Directions for this task:
From the line that includes "headlight on this photo." to the last line of the data, quote each line precisely; both boundary lines belong in the answer.

(Excerpts from a dataset)
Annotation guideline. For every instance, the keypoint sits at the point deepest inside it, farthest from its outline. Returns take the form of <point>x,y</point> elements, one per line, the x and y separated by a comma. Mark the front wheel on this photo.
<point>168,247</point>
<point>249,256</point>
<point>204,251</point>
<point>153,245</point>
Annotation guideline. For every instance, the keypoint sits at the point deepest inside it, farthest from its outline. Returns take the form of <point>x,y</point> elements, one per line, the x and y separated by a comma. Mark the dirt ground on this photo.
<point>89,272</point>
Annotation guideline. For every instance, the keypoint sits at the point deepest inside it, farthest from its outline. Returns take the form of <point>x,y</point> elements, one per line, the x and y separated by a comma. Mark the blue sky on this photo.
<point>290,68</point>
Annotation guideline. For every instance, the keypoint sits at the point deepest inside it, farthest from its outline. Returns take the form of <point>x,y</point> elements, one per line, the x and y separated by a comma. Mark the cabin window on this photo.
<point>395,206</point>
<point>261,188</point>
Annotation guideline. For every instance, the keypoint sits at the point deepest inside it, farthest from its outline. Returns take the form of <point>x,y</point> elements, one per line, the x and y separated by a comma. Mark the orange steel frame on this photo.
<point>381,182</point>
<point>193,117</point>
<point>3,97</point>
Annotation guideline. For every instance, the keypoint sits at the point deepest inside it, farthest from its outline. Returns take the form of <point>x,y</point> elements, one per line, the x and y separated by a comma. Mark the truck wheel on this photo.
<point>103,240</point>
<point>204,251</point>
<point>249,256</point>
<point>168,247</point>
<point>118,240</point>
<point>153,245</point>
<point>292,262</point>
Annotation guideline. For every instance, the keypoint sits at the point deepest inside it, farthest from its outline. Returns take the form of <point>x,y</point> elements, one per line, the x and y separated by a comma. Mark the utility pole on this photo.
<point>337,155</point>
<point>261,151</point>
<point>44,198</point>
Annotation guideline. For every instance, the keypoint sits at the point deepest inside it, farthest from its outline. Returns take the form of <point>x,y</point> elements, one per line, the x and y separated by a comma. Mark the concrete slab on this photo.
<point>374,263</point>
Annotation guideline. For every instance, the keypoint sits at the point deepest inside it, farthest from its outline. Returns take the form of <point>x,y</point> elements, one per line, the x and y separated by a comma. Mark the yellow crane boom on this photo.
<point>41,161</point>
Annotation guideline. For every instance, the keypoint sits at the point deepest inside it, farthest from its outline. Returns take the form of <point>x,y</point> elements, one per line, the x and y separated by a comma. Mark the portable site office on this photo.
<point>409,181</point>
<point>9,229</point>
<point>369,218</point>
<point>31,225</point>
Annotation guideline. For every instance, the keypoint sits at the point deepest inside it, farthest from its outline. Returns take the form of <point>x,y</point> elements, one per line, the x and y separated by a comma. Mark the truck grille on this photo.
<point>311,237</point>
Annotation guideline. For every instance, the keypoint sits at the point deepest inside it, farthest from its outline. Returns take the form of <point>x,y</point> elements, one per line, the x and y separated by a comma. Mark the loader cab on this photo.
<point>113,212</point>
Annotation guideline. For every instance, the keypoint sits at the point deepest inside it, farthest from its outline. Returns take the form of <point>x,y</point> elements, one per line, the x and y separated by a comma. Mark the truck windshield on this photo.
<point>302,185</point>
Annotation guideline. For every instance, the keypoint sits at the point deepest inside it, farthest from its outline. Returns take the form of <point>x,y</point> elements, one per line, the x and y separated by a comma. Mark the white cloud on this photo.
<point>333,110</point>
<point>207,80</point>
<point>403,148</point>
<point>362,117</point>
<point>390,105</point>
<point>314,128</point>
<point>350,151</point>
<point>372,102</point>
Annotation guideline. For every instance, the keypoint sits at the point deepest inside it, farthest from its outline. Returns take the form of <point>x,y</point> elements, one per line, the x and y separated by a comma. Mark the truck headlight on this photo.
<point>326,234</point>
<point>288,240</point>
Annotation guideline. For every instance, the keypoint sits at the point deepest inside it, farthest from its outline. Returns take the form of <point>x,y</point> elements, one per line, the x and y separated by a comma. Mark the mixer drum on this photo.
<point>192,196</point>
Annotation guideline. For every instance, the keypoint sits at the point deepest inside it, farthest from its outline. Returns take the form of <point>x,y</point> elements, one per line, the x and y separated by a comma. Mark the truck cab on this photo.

Exercise result:
Annotation guideline. For every instance, the keypoint sits at the point deepest inside it, farthest from its outline. Returns take the form of <point>x,y</point> elements, one per line, the x and y separated by a comma. Mark the truck headlight on this photo.
<point>326,234</point>
<point>288,240</point>
Annotation guideline. For every instance, the keypoint sits at the point deepest inside it, farthest from its outline. Returns take the form of <point>x,y</point> elements, one per line, the x and y separated by a comma. Mark the mixer drum on this photo.
<point>192,196</point>
Annotation guideline. For every instance, the keypoint sits at the point deepest inside it, farthest from its outline. Returns take the form of <point>x,y</point> elements, one per line, the x and y separated by a comma. Mark the truck cab on this photo.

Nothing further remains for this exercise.